→ **TASK TO COMPLETE**
Scan the entries below for the string "positive" and copy every line where it turns up.

(Dataset items)
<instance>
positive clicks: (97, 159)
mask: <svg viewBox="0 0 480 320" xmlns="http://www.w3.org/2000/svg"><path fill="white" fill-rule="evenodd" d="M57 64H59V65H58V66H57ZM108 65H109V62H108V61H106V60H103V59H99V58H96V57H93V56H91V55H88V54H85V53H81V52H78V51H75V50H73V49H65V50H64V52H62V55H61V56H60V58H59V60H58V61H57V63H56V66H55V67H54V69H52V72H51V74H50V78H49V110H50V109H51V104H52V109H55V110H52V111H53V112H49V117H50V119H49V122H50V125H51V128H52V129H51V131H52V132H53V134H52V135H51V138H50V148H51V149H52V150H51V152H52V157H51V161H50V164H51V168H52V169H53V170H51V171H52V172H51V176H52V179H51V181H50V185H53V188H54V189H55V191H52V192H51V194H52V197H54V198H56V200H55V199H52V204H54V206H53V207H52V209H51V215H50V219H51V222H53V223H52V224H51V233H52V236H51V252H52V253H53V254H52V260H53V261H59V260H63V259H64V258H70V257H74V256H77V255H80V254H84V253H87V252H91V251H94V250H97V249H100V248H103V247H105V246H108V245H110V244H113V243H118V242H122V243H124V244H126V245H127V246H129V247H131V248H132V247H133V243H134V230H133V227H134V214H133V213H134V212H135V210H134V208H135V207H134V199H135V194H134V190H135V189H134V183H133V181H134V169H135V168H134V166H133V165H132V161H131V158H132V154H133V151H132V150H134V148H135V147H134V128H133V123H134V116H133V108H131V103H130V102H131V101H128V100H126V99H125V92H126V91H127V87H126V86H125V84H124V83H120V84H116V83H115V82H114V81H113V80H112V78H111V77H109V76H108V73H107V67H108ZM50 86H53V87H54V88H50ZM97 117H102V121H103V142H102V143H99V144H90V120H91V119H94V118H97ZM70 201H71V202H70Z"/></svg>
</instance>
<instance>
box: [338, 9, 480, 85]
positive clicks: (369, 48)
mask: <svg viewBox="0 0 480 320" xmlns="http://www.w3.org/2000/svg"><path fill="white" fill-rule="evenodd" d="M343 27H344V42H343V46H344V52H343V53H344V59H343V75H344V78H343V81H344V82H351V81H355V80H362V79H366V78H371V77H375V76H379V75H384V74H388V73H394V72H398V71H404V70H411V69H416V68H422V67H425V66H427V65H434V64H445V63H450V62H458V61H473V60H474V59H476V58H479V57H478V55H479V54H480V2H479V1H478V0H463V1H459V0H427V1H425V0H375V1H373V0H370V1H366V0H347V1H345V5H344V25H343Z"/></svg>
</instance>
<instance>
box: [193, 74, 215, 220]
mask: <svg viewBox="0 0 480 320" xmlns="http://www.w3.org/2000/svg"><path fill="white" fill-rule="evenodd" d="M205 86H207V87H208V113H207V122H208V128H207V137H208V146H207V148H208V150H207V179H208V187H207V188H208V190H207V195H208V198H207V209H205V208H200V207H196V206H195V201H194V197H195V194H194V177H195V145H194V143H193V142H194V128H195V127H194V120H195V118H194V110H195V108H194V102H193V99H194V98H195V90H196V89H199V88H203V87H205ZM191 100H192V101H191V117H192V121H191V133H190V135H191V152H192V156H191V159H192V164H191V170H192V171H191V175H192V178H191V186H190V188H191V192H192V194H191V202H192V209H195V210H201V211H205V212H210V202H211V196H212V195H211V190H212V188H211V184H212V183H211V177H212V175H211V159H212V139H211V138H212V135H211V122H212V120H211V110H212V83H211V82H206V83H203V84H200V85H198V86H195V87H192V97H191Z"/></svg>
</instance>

→ **RESPONSE TO THE EXERCISE**
positive clicks: (97, 159)
positive clicks: (369, 48)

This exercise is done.